- Pointing dataset excerpts:
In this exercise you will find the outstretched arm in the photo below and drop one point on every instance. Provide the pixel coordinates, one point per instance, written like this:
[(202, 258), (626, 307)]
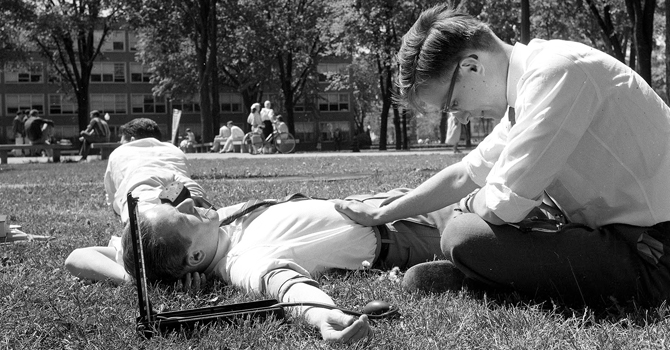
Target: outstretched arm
[(335, 326), (444, 188), (96, 264)]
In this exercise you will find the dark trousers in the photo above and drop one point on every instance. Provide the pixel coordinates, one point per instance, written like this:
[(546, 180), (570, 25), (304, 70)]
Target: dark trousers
[(577, 265)]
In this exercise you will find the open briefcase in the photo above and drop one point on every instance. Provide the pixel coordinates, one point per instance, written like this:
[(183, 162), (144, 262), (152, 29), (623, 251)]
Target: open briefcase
[(150, 322)]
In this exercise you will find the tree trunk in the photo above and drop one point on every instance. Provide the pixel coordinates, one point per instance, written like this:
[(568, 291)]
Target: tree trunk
[(643, 31), (525, 21), (385, 82), (83, 107), (204, 73), (405, 138), (397, 129), (443, 127), (667, 53), (212, 64)]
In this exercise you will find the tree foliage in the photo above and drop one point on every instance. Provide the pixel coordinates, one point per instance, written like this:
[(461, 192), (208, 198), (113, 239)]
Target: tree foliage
[(179, 44), (64, 33)]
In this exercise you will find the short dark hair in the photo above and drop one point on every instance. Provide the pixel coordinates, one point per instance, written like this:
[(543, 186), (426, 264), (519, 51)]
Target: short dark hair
[(433, 47), (165, 253), (141, 128)]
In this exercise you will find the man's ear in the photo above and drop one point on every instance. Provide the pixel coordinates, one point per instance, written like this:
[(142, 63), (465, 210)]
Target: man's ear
[(195, 258), (473, 64)]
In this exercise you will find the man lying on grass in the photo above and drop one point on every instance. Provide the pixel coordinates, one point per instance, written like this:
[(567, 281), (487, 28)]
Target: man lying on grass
[(275, 251)]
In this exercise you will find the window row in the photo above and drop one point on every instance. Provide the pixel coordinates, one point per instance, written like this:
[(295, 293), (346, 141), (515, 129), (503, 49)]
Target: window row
[(60, 104), (102, 72)]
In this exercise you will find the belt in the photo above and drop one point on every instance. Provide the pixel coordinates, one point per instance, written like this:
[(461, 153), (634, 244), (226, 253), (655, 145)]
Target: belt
[(384, 243)]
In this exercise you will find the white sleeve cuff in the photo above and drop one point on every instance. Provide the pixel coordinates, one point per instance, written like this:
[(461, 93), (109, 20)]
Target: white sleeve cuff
[(507, 205)]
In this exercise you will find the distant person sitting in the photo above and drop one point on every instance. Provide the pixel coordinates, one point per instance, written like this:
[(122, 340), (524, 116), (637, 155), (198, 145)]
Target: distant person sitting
[(254, 118), (221, 138), (280, 125), (268, 117), (97, 131), (39, 130), (19, 131), (237, 134), (187, 145)]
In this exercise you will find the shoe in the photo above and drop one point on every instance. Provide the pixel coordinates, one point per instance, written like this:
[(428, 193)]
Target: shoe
[(433, 277)]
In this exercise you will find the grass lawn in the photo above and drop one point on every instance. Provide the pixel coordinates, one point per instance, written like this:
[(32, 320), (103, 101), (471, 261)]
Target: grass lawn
[(43, 307)]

- TASK PROMPT: Rewrite every one of the entries above with "drop one point" changed to "place one point" and nothing else altered, leaving out the picture.

- EXERCISE ANSWER:
In this exercise you will find the outstretched arm in the photo below and place one point on every instance. Provide the pixel coordinates, one point per instance, written like this:
[(202, 258), (626, 307)]
Target: outstretched arm
[(335, 326), (444, 188), (96, 264)]
In this exercise you will find the dark trousers in the photo above and place one point on every instance. Provide the pixel coordinates, one point per instance, written like this:
[(546, 180), (570, 25), (304, 70)]
Target: dark trousers
[(577, 265)]
In this exercise you will find the open briefcase in the photo above and place one point on every instance. Provide the pixel coordinates, one point per instance, written like this:
[(183, 162), (144, 262), (152, 29), (623, 251)]
Target: open briefcase
[(150, 322)]
In this exercise you will find the tree trunk in the photo above and place one point on every instance. Provide the pixel coordinates, one point per instance, written like this:
[(568, 291)]
Target: tree trunk
[(643, 31), (525, 21), (385, 82), (83, 107), (204, 73), (405, 138), (397, 129), (443, 127), (667, 53), (212, 64)]
In this exercise you will find the tree foliage in the photo above and place one point on every instance. Provide the pixel coordinates, one point per instance, written like this:
[(461, 192), (208, 198), (113, 239)]
Target: tree foliage
[(179, 44), (64, 33)]
In this exercise you will find the short dark hair in the photo above and place one point on every instance. Provide the pixel coordinates, one point per instance, written like this:
[(543, 186), (426, 264), (519, 51)]
Target: short dark hair
[(433, 47), (165, 253), (141, 128)]
In this exercise you will find the man's ear in the photo above and place one point on every instance. Provide the pixel coordinates, one point per instance, written like this:
[(142, 63), (465, 210)]
Target: man's ear
[(195, 258), (473, 64)]
In this exercise you will find the man lying on grass in the photo above and place one point on every instance. Provide the pixel coordinates, one point per instance, written like this:
[(567, 281), (487, 28)]
Target: man lying on grass
[(275, 251)]
In this exercise you will find the window row in the photo above and place one point on every instance. Provide the pixel coordinates, one point per instance, written like this:
[(295, 293), (346, 141), (515, 129), (503, 49)]
Target: window row
[(60, 104), (102, 72)]
In this exercise you will find the belt in the photo above and place one point on every instance. Provide the pixel coordinates, one point per instance, written like this:
[(461, 153), (634, 244), (226, 253), (655, 145)]
Target: belt
[(384, 243)]
In this exercise you will find the white sleeve cuff in the photo above and place one point on every instance. Provide the pixel coordinates, one point per instance, written like this:
[(461, 93), (109, 20)]
Target: white sleeve cuff
[(507, 205)]
In this exercise you will find the distant person sitting in the photo above and place one point on every instance. Provide the pixel coordinates, one point per instance, written like this:
[(122, 340), (524, 116), (637, 155), (198, 145)]
Target: distant person sitting
[(254, 118), (221, 138), (280, 125), (268, 117), (97, 131), (39, 130), (19, 131), (237, 134), (187, 145)]
In this exercise you will find the shoe in the photo above and place one point on every instance. Provide the pixel coordinates, one point per instance, written like this:
[(428, 193)]
Target: shoe
[(433, 277)]
In this exercise you will find the grass lawn in the photo above and place one point on every instance. Provide the pixel coordinates, one point per instance, written like this:
[(32, 320), (103, 101), (471, 261)]
Target: grass lawn
[(43, 307)]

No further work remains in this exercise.